Point-per-instance localization data

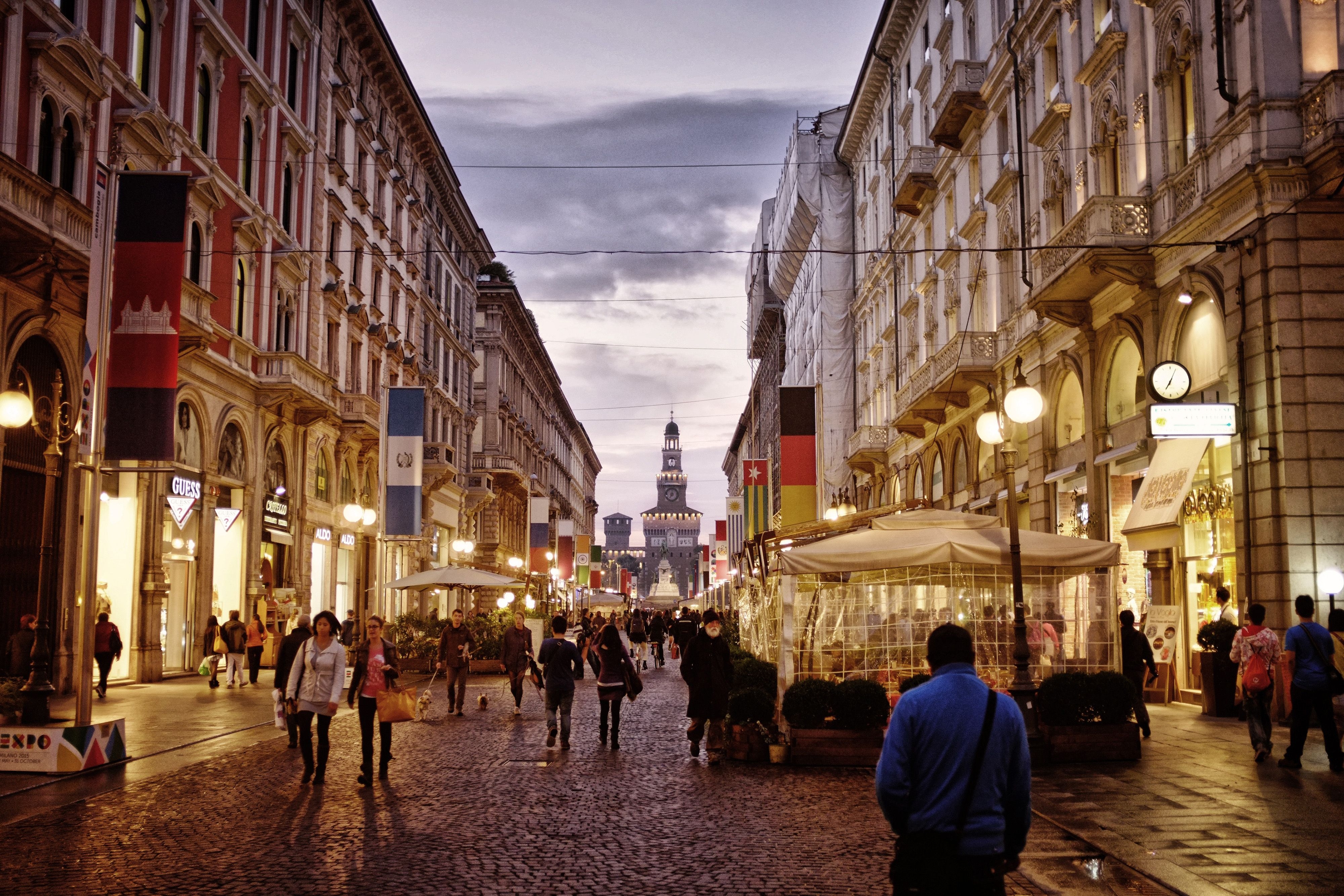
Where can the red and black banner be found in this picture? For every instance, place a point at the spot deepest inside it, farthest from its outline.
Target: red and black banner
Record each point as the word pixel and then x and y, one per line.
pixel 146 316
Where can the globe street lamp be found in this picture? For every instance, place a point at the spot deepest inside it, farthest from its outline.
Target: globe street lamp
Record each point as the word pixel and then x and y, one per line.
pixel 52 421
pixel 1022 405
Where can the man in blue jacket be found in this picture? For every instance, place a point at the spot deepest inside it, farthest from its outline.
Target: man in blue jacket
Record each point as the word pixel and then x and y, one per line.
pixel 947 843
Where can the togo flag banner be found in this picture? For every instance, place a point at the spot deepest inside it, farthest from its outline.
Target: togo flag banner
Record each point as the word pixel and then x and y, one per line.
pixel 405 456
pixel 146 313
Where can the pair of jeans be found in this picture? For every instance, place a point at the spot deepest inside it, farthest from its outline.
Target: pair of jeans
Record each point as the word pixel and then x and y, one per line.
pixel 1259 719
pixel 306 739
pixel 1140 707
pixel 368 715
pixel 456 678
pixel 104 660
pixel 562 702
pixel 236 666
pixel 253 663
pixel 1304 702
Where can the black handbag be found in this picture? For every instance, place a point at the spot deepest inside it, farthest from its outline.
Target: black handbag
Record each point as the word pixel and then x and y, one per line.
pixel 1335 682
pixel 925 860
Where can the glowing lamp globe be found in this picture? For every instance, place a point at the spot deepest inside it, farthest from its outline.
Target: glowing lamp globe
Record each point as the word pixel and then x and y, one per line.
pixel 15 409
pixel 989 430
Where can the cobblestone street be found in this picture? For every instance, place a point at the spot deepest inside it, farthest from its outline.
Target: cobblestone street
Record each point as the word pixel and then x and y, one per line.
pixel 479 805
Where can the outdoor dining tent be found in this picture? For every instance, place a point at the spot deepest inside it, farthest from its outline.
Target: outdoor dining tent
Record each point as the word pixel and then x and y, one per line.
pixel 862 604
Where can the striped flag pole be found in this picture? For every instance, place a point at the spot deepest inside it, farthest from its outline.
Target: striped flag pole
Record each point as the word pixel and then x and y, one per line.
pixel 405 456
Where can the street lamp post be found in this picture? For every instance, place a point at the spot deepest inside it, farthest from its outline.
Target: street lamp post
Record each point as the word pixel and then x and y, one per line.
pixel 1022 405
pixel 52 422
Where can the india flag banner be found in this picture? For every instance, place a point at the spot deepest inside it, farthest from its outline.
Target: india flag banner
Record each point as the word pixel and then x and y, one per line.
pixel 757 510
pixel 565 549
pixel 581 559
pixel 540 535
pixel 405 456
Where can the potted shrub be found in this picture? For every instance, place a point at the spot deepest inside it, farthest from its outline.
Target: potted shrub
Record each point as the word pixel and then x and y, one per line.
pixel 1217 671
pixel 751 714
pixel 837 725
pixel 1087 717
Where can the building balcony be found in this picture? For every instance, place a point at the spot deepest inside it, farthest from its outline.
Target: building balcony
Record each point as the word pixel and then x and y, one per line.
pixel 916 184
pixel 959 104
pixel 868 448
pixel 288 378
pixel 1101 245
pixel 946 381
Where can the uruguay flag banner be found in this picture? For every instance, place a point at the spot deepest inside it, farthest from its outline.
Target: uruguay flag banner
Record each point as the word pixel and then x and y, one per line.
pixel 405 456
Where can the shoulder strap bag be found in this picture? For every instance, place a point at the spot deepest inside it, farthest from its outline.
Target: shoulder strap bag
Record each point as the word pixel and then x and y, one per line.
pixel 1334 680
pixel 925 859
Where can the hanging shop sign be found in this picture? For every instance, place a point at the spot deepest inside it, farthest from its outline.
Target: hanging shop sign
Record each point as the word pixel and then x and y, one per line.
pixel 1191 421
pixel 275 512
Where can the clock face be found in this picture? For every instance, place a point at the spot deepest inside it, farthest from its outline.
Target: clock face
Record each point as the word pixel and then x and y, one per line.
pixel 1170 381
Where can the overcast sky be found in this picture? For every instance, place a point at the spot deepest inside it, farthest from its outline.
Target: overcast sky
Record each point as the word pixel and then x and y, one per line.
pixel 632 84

--

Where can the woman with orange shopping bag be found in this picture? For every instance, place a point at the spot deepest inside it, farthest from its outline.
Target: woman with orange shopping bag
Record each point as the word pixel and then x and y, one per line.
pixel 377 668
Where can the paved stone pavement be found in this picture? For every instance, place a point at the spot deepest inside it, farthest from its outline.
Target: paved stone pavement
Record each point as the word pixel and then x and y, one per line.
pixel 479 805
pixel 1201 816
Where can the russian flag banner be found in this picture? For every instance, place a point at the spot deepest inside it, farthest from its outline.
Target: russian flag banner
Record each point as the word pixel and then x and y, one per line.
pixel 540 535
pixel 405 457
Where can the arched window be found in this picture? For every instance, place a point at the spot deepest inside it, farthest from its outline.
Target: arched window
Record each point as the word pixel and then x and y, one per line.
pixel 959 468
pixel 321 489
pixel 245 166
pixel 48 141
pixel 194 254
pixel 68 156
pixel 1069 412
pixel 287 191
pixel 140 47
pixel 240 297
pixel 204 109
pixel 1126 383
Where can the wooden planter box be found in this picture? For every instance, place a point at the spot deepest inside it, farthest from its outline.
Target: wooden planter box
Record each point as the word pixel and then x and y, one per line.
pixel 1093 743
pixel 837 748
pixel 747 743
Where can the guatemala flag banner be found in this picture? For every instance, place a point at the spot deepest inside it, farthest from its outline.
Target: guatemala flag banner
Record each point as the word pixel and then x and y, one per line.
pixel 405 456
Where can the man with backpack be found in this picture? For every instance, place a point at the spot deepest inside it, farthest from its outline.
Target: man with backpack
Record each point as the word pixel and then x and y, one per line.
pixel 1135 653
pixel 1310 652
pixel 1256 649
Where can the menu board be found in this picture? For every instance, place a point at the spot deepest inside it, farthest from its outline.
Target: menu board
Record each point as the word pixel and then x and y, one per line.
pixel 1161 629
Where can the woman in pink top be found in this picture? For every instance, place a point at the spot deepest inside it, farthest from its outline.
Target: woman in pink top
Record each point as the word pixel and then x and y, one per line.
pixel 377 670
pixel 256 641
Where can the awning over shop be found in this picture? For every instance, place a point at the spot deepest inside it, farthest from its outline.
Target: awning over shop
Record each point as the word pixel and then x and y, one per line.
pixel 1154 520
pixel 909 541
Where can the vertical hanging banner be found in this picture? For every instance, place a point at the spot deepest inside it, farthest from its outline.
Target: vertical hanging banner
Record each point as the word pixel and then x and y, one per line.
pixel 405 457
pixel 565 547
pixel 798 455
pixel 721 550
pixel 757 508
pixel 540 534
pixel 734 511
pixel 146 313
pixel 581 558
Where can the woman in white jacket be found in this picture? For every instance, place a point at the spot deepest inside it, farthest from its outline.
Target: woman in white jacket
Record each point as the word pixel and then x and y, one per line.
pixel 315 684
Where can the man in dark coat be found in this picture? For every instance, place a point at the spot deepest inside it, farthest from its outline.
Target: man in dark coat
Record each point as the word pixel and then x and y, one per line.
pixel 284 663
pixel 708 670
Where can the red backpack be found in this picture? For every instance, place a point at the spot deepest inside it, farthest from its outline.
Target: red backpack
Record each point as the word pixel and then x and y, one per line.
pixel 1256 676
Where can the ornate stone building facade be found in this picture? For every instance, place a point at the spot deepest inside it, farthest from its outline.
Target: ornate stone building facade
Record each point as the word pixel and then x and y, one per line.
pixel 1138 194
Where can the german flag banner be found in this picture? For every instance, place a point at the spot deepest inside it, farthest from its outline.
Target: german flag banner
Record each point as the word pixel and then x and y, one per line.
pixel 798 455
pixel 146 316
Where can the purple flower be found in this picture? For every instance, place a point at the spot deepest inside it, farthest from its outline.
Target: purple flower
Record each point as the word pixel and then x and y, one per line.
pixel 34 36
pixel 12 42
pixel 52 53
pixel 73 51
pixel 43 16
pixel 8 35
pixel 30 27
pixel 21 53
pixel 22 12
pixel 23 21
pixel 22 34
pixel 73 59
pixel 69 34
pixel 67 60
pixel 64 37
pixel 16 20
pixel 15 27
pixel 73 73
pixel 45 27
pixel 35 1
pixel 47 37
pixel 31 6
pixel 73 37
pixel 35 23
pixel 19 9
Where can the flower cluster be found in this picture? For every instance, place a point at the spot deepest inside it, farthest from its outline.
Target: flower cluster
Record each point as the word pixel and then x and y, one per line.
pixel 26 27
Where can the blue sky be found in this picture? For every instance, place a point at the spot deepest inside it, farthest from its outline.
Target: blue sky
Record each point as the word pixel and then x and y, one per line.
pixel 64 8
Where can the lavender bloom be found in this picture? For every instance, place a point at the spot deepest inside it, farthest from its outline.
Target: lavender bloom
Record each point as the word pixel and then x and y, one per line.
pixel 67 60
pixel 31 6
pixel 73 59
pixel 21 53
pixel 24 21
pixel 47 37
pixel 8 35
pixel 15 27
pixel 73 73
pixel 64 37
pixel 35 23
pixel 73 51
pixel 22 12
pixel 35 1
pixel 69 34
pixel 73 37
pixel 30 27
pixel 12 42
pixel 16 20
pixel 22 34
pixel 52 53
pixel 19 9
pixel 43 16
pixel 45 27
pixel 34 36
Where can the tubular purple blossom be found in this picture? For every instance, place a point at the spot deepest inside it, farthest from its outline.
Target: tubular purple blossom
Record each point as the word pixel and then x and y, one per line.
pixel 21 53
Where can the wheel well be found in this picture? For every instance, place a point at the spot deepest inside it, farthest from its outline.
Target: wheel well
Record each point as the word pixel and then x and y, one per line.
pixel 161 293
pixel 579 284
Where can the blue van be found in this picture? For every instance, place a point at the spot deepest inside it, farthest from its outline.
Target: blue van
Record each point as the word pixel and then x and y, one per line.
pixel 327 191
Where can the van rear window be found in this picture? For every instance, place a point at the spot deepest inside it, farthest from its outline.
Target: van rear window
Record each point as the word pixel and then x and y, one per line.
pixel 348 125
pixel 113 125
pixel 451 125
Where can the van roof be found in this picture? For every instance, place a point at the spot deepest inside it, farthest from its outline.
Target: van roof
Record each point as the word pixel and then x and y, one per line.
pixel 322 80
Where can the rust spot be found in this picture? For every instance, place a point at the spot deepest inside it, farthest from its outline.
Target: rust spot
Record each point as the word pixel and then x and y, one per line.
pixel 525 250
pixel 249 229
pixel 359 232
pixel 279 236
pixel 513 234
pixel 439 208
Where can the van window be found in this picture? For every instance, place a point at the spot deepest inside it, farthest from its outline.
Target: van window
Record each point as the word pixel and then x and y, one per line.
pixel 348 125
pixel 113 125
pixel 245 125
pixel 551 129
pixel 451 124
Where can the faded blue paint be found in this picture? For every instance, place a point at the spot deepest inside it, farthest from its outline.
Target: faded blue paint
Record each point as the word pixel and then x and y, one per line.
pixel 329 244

▶ [Work task] Work through the records above line by line and count those that hold the string "potted". Give only the result.

▶ [Result of this task] 2